### Given instruction
Write out all records as given; omit images.

Named-object pointing records
________

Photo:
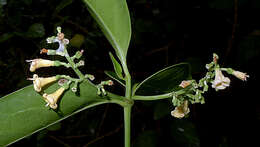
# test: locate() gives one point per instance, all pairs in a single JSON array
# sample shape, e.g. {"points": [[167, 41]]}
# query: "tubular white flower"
{"points": [[181, 111], [39, 83], [184, 83], [38, 63], [220, 82], [242, 76], [51, 99]]}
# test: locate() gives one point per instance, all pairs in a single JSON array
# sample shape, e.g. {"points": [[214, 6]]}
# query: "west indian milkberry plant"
{"points": [[52, 99]]}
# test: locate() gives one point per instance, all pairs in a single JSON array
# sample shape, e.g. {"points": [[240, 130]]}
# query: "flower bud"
{"points": [[242, 76], [52, 99], [220, 82], [38, 63], [185, 84], [181, 111], [39, 83]]}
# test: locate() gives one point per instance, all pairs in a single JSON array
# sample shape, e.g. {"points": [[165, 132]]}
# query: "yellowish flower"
{"points": [[39, 83], [38, 63], [52, 99], [242, 76], [220, 82], [184, 84], [181, 111]]}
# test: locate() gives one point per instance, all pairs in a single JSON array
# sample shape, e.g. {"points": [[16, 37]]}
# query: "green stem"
{"points": [[73, 65], [69, 78], [158, 97], [127, 109], [127, 122]]}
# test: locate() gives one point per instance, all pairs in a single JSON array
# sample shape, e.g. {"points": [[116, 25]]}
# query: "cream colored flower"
{"points": [[39, 83], [52, 99], [220, 82], [184, 84], [242, 76], [38, 63], [181, 111]]}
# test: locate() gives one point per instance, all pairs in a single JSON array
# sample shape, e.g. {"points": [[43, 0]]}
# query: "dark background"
{"points": [[164, 32]]}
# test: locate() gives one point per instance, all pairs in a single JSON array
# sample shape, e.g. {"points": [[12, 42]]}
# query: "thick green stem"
{"points": [[158, 97], [127, 122], [127, 109], [73, 65], [127, 81]]}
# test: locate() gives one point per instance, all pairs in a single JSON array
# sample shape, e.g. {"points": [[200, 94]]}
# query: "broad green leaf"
{"points": [[114, 76], [23, 112], [117, 66], [114, 20], [164, 81]]}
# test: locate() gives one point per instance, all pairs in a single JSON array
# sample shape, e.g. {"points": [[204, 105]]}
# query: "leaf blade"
{"points": [[114, 20], [23, 113], [164, 81], [115, 77]]}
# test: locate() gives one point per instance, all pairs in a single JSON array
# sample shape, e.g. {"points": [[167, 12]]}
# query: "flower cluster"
{"points": [[192, 92], [64, 80]]}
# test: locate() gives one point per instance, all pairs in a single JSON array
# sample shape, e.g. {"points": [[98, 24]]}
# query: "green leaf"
{"points": [[114, 20], [54, 127], [164, 81], [117, 66], [35, 31], [23, 112], [114, 76]]}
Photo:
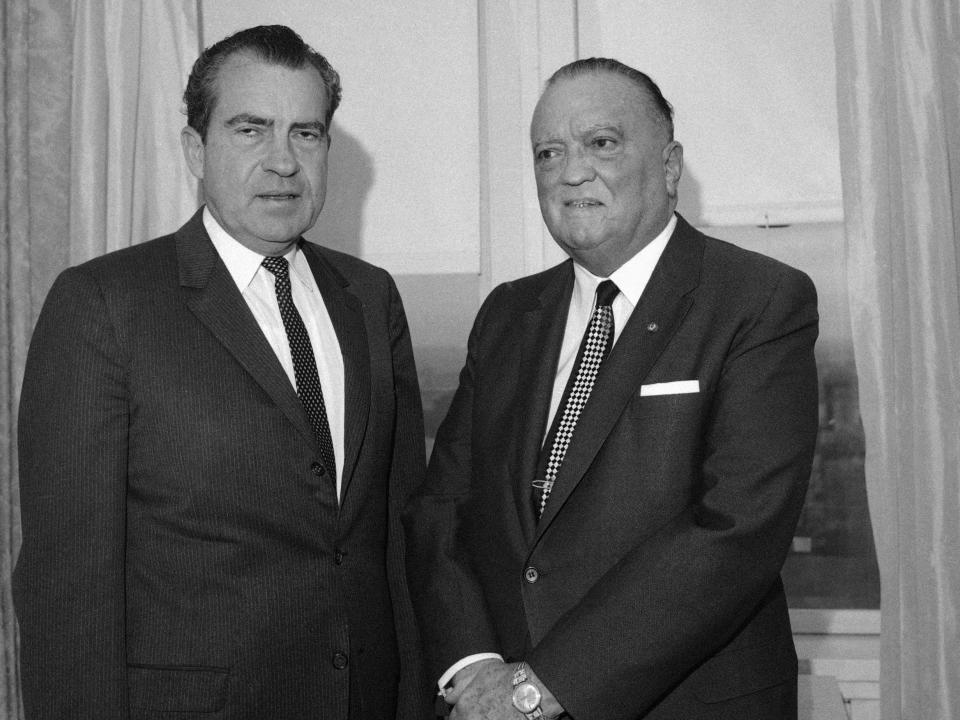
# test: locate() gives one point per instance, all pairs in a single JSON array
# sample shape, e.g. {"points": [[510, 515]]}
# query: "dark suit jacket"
{"points": [[184, 555], [650, 587]]}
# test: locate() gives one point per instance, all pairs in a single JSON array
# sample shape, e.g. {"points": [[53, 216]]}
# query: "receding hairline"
{"points": [[646, 101]]}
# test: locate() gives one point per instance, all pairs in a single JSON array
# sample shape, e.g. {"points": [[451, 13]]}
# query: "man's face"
{"points": [[607, 172], [264, 161]]}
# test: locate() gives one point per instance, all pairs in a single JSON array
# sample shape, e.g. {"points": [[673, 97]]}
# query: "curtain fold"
{"points": [[91, 96], [35, 88], [128, 181], [898, 83]]}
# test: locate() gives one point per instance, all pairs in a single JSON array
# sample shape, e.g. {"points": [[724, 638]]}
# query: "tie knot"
{"points": [[606, 292], [277, 265]]}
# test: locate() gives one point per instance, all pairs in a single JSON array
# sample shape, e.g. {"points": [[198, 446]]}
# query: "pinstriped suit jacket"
{"points": [[183, 555]]}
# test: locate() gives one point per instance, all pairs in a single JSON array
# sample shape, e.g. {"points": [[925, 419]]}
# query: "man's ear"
{"points": [[672, 166], [192, 145]]}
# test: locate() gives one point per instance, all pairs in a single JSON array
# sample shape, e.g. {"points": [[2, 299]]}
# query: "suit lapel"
{"points": [[540, 331], [218, 304], [346, 314], [658, 314]]}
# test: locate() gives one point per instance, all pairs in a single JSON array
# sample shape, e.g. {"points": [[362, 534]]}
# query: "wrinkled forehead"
{"points": [[595, 99]]}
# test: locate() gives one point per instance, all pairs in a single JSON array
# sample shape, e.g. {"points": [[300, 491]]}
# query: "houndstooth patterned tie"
{"points": [[596, 343], [304, 363]]}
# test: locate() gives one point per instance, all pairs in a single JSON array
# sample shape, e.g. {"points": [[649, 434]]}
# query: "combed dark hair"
{"points": [[275, 44], [662, 110]]}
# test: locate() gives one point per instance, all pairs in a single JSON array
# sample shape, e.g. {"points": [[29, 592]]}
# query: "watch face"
{"points": [[526, 697]]}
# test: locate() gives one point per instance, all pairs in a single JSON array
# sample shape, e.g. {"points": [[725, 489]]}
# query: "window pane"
{"points": [[833, 561]]}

________

### Exercise output
Photo:
# test: locate() gives one point per instance, all pairs in a single JSON array
# sample shape, e.g. {"points": [[167, 41]]}
# query: "tubular white flower"
{"points": [[181, 111], [39, 83], [184, 83], [38, 63], [220, 82], [242, 76], [51, 99]]}
# test: locate() gives one point per instance, all pairs in a single JSON array
# sample shape, e.g. {"points": [[214, 6]]}
# query: "west indian milkberry plant"
{"points": [[52, 99]]}
# test: locate() gives one point per instance, all pairs in a single JSON array
# sample shape, e.g. {"points": [[240, 130]]}
# query: "flower bud"
{"points": [[242, 76], [52, 99], [220, 82], [38, 63], [185, 84], [181, 111], [39, 83]]}
# test: locate() gives one point per instance, all pairs in a single JSON array
# sample shape, e.g. {"points": [[165, 132]]}
# query: "yellowish flower"
{"points": [[39, 83], [38, 63], [52, 99], [242, 76], [220, 82], [184, 84], [181, 111]]}
# test: locate() gives one point per instance, all pairs in a single JSON array
# sample shape, e.g. {"points": [[16, 37]]}
# query: "green stem"
{"points": [[73, 65], [69, 78], [158, 97], [127, 109], [127, 122]]}
# test: locate() gives one point per instance, all pairs in a single JSON array
# sample shape, e.g. {"points": [[116, 25]]}
# query: "cream colored flower"
{"points": [[39, 83], [52, 99], [220, 82], [184, 84], [242, 76], [38, 63], [181, 111]]}
# test: locate() gives one point per instance, all pairs in a single JSON array
# sample shape, e.g. {"points": [[43, 0]]}
# query: "dark background"
{"points": [[164, 32]]}
# test: locate() gives one point per instance, all pairs in a single JSON array
# sample shape, e.g. {"points": [[12, 42]]}
# query: "thick green stem"
{"points": [[158, 97], [127, 122], [127, 109], [73, 65], [127, 81]]}
# test: locate() gives one point per instance, all pairs in a single JSON array
# sample shape, e.g. {"points": [[200, 94]]}
# query: "broad green leaf"
{"points": [[114, 76], [23, 112], [117, 66], [114, 20], [164, 81]]}
# test: locate() gives one point per instance, all pairs in a single JSON array
# sample shape, e.g. {"points": [[204, 105]]}
# query: "leaf blade"
{"points": [[114, 20], [23, 113], [164, 81], [115, 77]]}
# test: locate() gives one point per instance, all pairs in a single JSON array
# sample shape, e.g. {"points": [[167, 12]]}
# query: "flower cluster"
{"points": [[192, 92], [64, 80]]}
# test: locate() gives one point per instance, all pairs in a single JSON array
# sample shape, e.g. {"points": [[98, 24]]}
# query: "green leaf"
{"points": [[114, 20], [54, 127], [164, 81], [117, 66], [35, 31], [23, 112], [114, 76]]}
Photo:
# test: locate() gives one point per instance, all pairs in a single JSON array
# sample shape, e.g. {"points": [[510, 515]]}
# query: "dark suit jacket"
{"points": [[184, 555], [650, 587]]}
# test: locate() gives one point per instance, all pairs in a single JSON array
# sample shape, e.g. {"points": [[53, 216]]}
# query: "receding hairline"
{"points": [[646, 101]]}
# test: locate() gives one point per instance, all pairs in a single JSON array
# sample shape, e.g. {"points": [[451, 13]]}
# query: "man's face"
{"points": [[607, 172], [264, 161]]}
# test: locate() gives one point per instance, all pairs in a single JSON array
# sample shape, e.g. {"points": [[673, 97]]}
# query: "curtain fold"
{"points": [[91, 96], [35, 88], [128, 181], [898, 83]]}
# test: locate() gives one point per instance, all pairs in a single JSON array
# sample shape, e.g. {"points": [[724, 638]]}
# query: "tie knot"
{"points": [[606, 292], [277, 265]]}
# test: locate() gives one point per instance, all pairs in a single JSON array
# sample shape, e.g. {"points": [[198, 446]]}
# query: "pinstriped suit jacket"
{"points": [[183, 555]]}
# test: locate() gives one point per instance, all pairs in a single JSON array
# sample shape, e.g. {"points": [[925, 419]]}
# query: "man's ear"
{"points": [[672, 166], [192, 145]]}
# test: locate() gives one point per instance, all pairs in a single JSON array
# sample shape, e.g. {"points": [[2, 299]]}
# query: "suit lapel"
{"points": [[540, 331], [218, 304], [346, 314], [658, 314]]}
# test: locate() gives one point per instance, all pairs in a single JSON array
# sample shape, e.g. {"points": [[362, 534]]}
# query: "wrinkled forehead"
{"points": [[595, 99]]}
# test: locate() gives one point per instance, all pairs in a single JSON array
# sample shape, e.g. {"points": [[300, 491]]}
# query: "houndstooth patterned tie"
{"points": [[596, 343], [304, 363]]}
# test: locate() gives one point per instance, all pairs in a single JSON array
# sample shape, e.g. {"points": [[649, 434]]}
# query: "combed dark hair"
{"points": [[275, 44], [662, 110]]}
# test: locate() gives one point per instance, all pairs in a single JSON array
# sample shape, e.g. {"points": [[29, 592]]}
# query: "watch face"
{"points": [[526, 697]]}
# test: locate() gives one point per instance, all pairs in a single JSON array
# sample shape, e.g. {"points": [[725, 489]]}
# query: "window pane"
{"points": [[833, 561]]}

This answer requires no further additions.